TEXT SHOWN:
_ _ _ _ _ _ _
IR Modelling of Coalsack

From Tauwiki

1 IRAS Image of Coalsack
2 Physical Model
3 Overall Procedure
4 Present Procedures
5 Things to do:
6 Important science points.
7 Formulae used
8 References
9 Useful (!?) links

[edit] IRAS Image of Coalsack

[edit] Physical Model

The Coalsack Molecular cloud and the two dust sheets in the line of sight towards it are simulated by giving a dust distribution in 1pc^3 spatial bins. The dust distribution in the molecular cloud is proportional to number density of CO, as given by Corradi et al. The two sheets in front are assumed to be at 60 and 110 pc, with thickness of 1pc each. Look at the wording in the paper carefully. I don't believe this is exactly what is said.

The dust grains are assumed to be non-porous spheres made up of carbonaceous and silicate material. The MRN size distribution of grains is assumed. The size distribution is a power law with index of -3.5 and grain sizes ranging from 0.005 micron to .25 microns. An albedo of 0.6 and a scattering phase function asymmetry factor of 0.3 is used. The Henyey Greenstein scattering function is used to calculate the intensity of scattered light.

Brightest stars in UV wavelength range are assumed to be the source of heating for the dust grains. As shown by Purcell (1976) absorption of UV Photons gives rise to temperature fluctuations in small grains(radius <= 0.005 microns). Cooling of these grains gives rise to emission in 1-25 Micron wavelength range. Draine and Anderson(1985) show temperature distribution function for various sizes. Draine and Li (2001) give exact statistical treatment of vibrational energies of grains.

The heating of large grains(radius > 0.01 microns) gives rise to steady equilibrium temperatures, given by the energy balance equation. These grains emit blackbody radiation given by Planck distribution. In the present study we limit to grains of size 0.1 microns. The IRAS response functions are convolved with blackbody emission of these grains to find out fluxes in 60 and 100 micron bands, for comparison with IRAS images.
_ _ _ _ _ _ _
RECORDED INFORMATION:
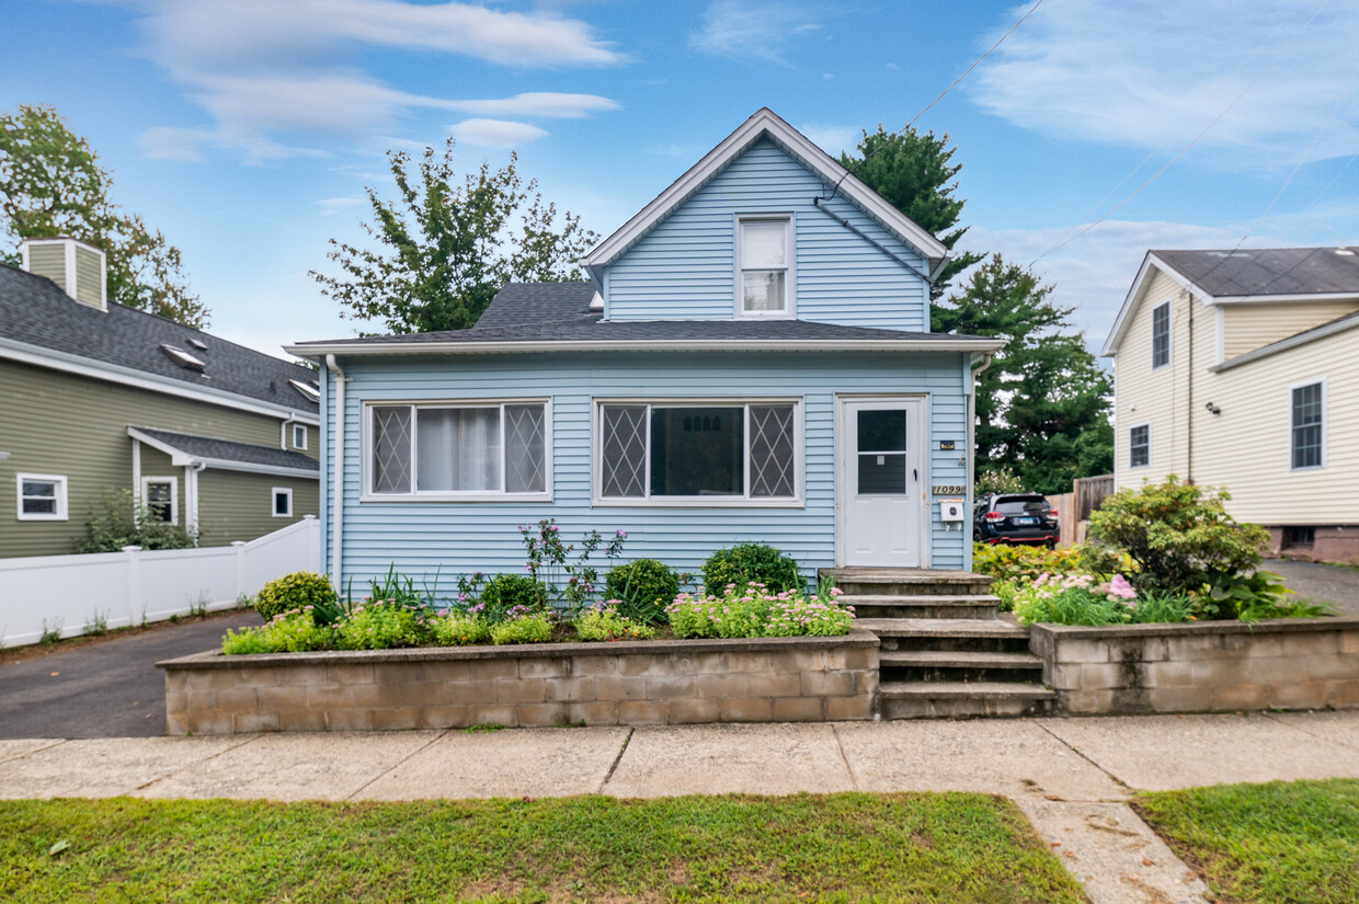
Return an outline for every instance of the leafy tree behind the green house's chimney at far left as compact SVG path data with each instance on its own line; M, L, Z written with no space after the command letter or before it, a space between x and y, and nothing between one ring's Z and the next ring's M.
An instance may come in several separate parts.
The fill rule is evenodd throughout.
_ _ _ _ _ _ _
ASSIGNED TASK A:
In the Coalsack modelling page, rewrite the passage from "The Coalsack Molecular" to "what is said.", putting "layers" in place of "sheets".
ASSIGNED TASK B:
Summarize the Coalsack modelling page in two sentences.
ASSIGNED TASK C:
Using the Coalsack modelling page, answer these:
(i) At what distances are the two dust sheets assumed to lie?
(ii) What albedo is used?
(iii) To what grain size does the present study limit itself?

REPLY A:
The Coalsack Molecular cloud and the two dust layers in the line of sight towards it are simulated by giving a dust distribution in 1pc^3 spatial bins. The dust distribution in the molecular cloud is proportional to number density of CO, as given by Corradi et al. The two layers in front are assumed to be at 60 and 110 pc, with thickness of 1pc each. Look at the wording in the paper carefully. I don't believe this is exactly what is said.

REPLY B:
The Coalsack molecular cloud and two foreground dust sheets are simulated with a dust distribution in 1pc^3 bins, using non-porous carbonaceous and silicate grains with an MRN size distribution. Small grains heated by UV from the brightest stars undergo temperature fluctuations and emit in the 1-25 micron range, while large grains reach equilibrium temperatures and emit blackbody radiation that is convolved with the IRAS response functions for comparison with 60 and 100 micron images.

REPLY C:
(i) 60 and 110 pc
(ii) 0.6
(iii) 0.1 microns